--- START Document section ---
NRF24L01- communication problem by more than 3 slaves with AckPlayload

Hello gents,

i have been successfully using the examples of NRF24L01 communication by the tutorial from Robin2 - Simple nRF24L01+ Tutorial
So Robin2: Many, many thanks also from my end to this very good tutorial!

In my use case 3 slaves send back a status value and an ID Nr. to the TX (Master).
The Master will actuate a servo depending from slave ID and "active" status. If more than one slave sends back "active" the master will focus on who came first.

Now comes the problem: I simply add a 4th slave to the communication and all replies turn "empty". That means that ackData[] is somehow not containing correct status and ID.
Also interessing is that the ID is transferred when i restart or reset master Node. After reset of the slaves also the ID gets lost.

Please also see the code for master, one slave and the serial monitor output.
Other slaves differ of course only from Adress and ID.
I have carefully tried to find any other issue here but unfortunately no problem compareable.
Would be great if someone can bring some light into here because I have no clue where even to start.
--- END Document section ---
**Given problem A**
Reproduce the records below, starting at the line that contains "person shown above." and ending at the line that contains "x=58, y=162", renaming "background person" to "distant pedestrian" and leaving everything else unchanged.
--- START Excerpted records ---
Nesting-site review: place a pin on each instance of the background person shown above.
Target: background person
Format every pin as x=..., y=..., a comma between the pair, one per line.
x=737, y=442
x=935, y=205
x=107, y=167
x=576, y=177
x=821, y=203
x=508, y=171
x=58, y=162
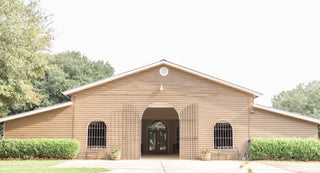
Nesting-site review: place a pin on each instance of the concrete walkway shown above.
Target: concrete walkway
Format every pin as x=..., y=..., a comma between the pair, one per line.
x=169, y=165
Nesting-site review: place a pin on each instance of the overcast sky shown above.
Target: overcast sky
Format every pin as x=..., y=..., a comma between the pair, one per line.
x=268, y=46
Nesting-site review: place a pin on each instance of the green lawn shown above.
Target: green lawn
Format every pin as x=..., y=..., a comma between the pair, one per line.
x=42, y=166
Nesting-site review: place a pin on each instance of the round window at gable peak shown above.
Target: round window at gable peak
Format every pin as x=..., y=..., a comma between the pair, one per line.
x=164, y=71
--- END Excerpted records ---
--- START Excerpted records ---
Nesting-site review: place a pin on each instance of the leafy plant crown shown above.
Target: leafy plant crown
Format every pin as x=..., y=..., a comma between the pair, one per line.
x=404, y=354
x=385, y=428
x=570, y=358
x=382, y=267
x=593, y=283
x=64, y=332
--- END Excerpted records ---
**Given problem B**
Name each of the items that the NRF24L01 forum post asks readers to look at.

**Exercise answer A**
Nesting-site review: place a pin on each instance of the distant pedestrian shown above.
Target: distant pedestrian
Format every pin as x=..., y=..., a comma between the pair, one per line.
x=737, y=442
x=935, y=205
x=107, y=167
x=576, y=177
x=821, y=203
x=508, y=171
x=58, y=162

**Exercise answer B**
the code for the master
the code for one slave
the serial monitor output